● **Short exercise**: Can all of these lines be returned exactly?

● **Material provided**:
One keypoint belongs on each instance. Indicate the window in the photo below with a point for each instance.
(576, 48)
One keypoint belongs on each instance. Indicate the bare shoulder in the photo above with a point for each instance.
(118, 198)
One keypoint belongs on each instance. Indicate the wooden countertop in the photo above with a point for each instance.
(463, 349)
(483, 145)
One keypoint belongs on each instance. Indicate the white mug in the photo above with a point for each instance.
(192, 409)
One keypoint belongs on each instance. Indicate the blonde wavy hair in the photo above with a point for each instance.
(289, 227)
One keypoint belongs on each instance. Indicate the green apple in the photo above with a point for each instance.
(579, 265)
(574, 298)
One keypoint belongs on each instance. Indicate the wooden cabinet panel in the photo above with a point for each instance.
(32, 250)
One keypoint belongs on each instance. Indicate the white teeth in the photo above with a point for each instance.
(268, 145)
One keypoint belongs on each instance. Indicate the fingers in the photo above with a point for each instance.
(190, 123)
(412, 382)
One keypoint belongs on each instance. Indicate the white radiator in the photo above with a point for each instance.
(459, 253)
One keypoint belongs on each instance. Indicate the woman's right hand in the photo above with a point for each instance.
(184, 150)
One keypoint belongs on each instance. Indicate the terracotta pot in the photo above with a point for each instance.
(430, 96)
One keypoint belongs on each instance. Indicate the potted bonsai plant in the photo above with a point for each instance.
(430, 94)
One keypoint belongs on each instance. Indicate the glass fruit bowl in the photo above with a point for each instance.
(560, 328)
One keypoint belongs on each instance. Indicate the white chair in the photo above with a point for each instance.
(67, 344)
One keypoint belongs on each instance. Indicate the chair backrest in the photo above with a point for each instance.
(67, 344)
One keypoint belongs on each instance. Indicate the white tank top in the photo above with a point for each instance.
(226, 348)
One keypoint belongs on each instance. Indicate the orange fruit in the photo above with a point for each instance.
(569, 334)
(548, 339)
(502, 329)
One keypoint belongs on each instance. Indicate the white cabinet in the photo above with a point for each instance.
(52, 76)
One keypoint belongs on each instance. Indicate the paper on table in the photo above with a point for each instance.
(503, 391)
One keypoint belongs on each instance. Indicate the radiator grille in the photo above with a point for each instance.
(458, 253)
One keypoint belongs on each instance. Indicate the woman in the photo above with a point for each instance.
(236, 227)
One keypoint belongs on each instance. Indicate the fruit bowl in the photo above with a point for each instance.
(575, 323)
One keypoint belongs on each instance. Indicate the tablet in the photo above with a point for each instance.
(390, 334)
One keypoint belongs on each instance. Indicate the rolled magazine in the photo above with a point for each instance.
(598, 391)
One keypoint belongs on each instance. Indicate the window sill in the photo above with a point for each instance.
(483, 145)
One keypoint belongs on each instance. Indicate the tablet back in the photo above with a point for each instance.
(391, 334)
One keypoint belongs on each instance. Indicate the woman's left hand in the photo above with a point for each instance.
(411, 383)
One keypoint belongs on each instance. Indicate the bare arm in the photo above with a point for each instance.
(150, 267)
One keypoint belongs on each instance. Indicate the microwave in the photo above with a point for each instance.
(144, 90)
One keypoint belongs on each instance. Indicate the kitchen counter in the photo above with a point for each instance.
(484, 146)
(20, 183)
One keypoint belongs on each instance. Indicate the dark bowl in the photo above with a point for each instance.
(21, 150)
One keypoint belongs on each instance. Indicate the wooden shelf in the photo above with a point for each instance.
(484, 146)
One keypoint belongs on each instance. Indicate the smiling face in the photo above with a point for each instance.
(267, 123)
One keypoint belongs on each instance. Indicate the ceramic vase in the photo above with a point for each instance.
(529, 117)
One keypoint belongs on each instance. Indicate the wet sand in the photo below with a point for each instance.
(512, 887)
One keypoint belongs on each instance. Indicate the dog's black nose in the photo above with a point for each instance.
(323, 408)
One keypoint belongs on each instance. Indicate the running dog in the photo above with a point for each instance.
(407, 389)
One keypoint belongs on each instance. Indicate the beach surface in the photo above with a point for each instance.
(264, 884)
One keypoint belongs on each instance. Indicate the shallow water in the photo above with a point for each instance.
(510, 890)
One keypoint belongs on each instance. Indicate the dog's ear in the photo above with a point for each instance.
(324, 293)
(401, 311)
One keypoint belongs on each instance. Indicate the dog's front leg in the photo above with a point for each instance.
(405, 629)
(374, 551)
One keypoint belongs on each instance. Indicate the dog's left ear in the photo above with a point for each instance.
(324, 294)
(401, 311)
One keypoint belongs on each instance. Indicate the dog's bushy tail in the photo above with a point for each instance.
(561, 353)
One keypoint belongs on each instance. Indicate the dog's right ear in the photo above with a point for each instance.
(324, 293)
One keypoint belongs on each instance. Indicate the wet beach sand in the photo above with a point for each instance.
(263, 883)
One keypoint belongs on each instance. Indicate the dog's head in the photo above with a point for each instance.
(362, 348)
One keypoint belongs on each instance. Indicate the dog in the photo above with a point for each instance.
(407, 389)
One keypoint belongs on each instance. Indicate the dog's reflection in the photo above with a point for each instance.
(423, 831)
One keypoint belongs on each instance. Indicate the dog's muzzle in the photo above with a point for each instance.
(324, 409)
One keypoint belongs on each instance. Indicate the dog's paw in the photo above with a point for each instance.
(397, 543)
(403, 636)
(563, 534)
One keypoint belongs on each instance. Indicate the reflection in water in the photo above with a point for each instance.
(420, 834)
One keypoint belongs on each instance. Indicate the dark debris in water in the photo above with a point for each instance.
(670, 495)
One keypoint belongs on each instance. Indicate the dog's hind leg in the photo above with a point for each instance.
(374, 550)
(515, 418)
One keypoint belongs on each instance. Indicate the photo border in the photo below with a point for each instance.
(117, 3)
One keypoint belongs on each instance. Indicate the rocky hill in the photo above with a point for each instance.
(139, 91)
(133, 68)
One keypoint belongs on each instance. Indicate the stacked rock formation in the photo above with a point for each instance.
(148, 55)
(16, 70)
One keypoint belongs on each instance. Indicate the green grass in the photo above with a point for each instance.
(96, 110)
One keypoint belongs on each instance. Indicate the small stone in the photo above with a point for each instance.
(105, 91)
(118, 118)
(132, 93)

● **Problem solution**:
One keypoint belongs on each instance. Indicate the window in the photo below with a point for each instance.
(576, 48)
One keypoint belongs on each instance. Indicate the bare shoulder in the photo above with a point for each instance.
(118, 198)
One keypoint belongs on each instance. Indicate the wooden countertop in the photo above with a point for each instance.
(463, 349)
(483, 145)
One keypoint belongs on each instance. Indicate the white mug in the photo above with a point for each instance.
(192, 409)
One keypoint belongs on each instance. Indicate the blonde wavy hair in the photo above with a point for each instance.
(289, 227)
One keypoint belongs on each instance. Indicate the green apple in the photo above with a point for each instance.
(579, 265)
(574, 298)
One keypoint belongs on each instance. Indicate the wooden cabinet panel in the photo above with a point for each instance.
(32, 250)
One keypoint belongs on each instance. Indicate the white teeth in the photo above with a point for each instance.
(268, 145)
One keypoint belongs on each instance. Indicate the fingers in the photo above with a point for each instance.
(190, 123)
(412, 382)
One keypoint belongs on each instance. Indicate the white radiator in the photo above with a point for each instance.
(459, 253)
One keypoint belongs on each instance. Indicate the woman's right hand in the photo above with a point for each instance.
(184, 150)
One keypoint belongs on each instance. Indicate the terracotta pot in the photo above with a point for each instance.
(430, 96)
One keypoint belongs on each instance. Indicate the potted bonsai plant in the photo above with a point for each instance.
(430, 94)
One keypoint belongs on each instance. Indicate the glass fruit bowl in the photo above with a point for each instance.
(560, 328)
One keypoint belongs on each instance. Indicate the white chair in the photo above with a point for each instance.
(67, 344)
One keypoint belongs on each instance. Indicate the chair backrest in the photo above with a point for each instance.
(67, 344)
One keypoint belongs on each instance. Indicate the white tank top in the photo above with a point for each instance.
(226, 348)
One keypoint belongs on each instance. Indicate the orange fruit in the photo above with a point for each instance.
(569, 334)
(548, 339)
(502, 329)
One keypoint belongs on each instance. Indicate the white cabinet in the photo above with a point for each instance.
(52, 76)
One keypoint belongs on each instance. Indicate the paper on table in the photo above with a point for each instance.
(503, 391)
One keypoint belongs on each instance. Indicate the radiator grille in the photo above with a point for each instance.
(458, 253)
One keypoint belongs on each instance. Indicate the woman in the photo above with a point for each instance.
(236, 227)
One keypoint belongs on each instance. Indicate the fruit bowl in the photo above with a point for each instance.
(575, 323)
One keypoint belongs on each instance. Indicate the tablet in the photo above with a point for each instance.
(390, 334)
One keypoint belongs on each instance. Indicate the rolled magazine in the photo above with a point for each instance.
(598, 391)
One keypoint belongs on each instance. Indicate the window sill in the photo above with a point for each instance.
(483, 145)
One keypoint belongs on each instance. Indicate the tablet back in the photo above with a point for each instance.
(391, 334)
One keypoint belongs on each instance. Indicate the woman's left hand in the photo above with a point for each instance.
(411, 383)
One keypoint belongs on each instance. Indicate the bare arm in the photo above with a point for each instance.
(150, 267)
One keypoint belongs on each instance. Indicate the microwave in the photo above with a point for each instance.
(144, 90)
One keypoint belongs on each instance. Indicate the kitchen counter in the photo above with a point for each instance.
(484, 146)
(20, 183)
One keypoint belongs on each instance. Indicate the dark bowl in the photo above with a point for each instance.
(21, 150)
One keypoint belongs on each instance. Indicate the wooden shelf in the photo above with a point for each instance.
(484, 146)
One keypoint belongs on each instance. Indicate the smiling face in the photo above with a point for each instance.
(267, 123)
One keypoint belongs on each instance. Indicate the ceramic vase in the photo above with a point for each instance.
(529, 117)
One keypoint belongs on each instance. Indicate the wet sand in the photo below with a point for each instance.
(512, 887)
One keypoint belongs on each instance. Indicate the dog's black nose in the photo above with a point for each instance.
(323, 408)
One keypoint belongs on each instance. Indicate the running dog in the photo above with a point for each instance.
(407, 389)
One keypoint belongs on each instance. Indicate the beach surface in the photo above with a point for each instance.
(264, 884)
One keypoint belongs on each instance. Indicate the shallow water in the photo above with a point for each instance.
(510, 890)
One keypoint belongs on each instance. Indicate the dog's ear in the photo above with a point for each instance.
(324, 293)
(401, 311)
One keypoint belongs on each instance. Indicate the dog's front leg in the photo above with a point for each instance.
(405, 629)
(374, 551)
One keypoint belongs on each instance. Indicate the dog's left ear in the photo above with a point for each instance.
(324, 294)
(401, 311)
One keypoint belongs on each instance. Indicate the dog's bushy tail in the photo above with a point for each instance.
(561, 353)
One keypoint belongs on each instance. Indicate the dog's right ear in the photo above with a point for each instance.
(324, 293)
One keypoint belongs on each instance. Indicate the wet beach sand in the photo above with a point for each instance.
(263, 883)
One keypoint belongs on each instance. Indicate the dog's head in the photo above with a point for each instance.
(362, 348)
One keypoint belongs on each instance. Indicate the dog in the photo above with a point for each instance.
(407, 389)
One keypoint belongs on each instance. Indicate the dog's reflection in the photo above with a point for each instance.
(423, 831)
One keypoint belongs on each instance. Indicate the dog's muzzle in the photo above with a point for each instance.
(324, 409)
One keypoint belongs on each instance. Indicate the dog's paw in the photo above with a point for each instance.
(397, 543)
(403, 636)
(563, 534)
One keypoint belongs on each instance. Indicate the reflection in water in the photo above with a point for each instance.
(420, 834)
One keypoint belongs on each instance. Indicate the dark debris in water in the photo above with a point for each instance.
(670, 495)
One keypoint belongs on each instance. Indicate the dog's hind leg in the photo above with a point for each instance.
(374, 550)
(515, 418)
One keypoint belongs on each instance. Indicate the photo border in the photo below with a point for each instance.
(117, 3)
One keypoint belongs on each instance. Indicate the rocky hill in the photo above with a point for each instance.
(139, 91)
(133, 68)
One keypoint belongs on each instance. Indicate the stacked rock formation in the photo above with a point for each instance.
(148, 55)
(16, 70)
One keypoint belongs on each instance. Indicate the green grass in the photo above with a point for each instance.
(96, 110)
One keypoint belongs on each instance. Indicate the small stone in the photo above with a point for each instance.
(105, 91)
(118, 118)
(132, 93)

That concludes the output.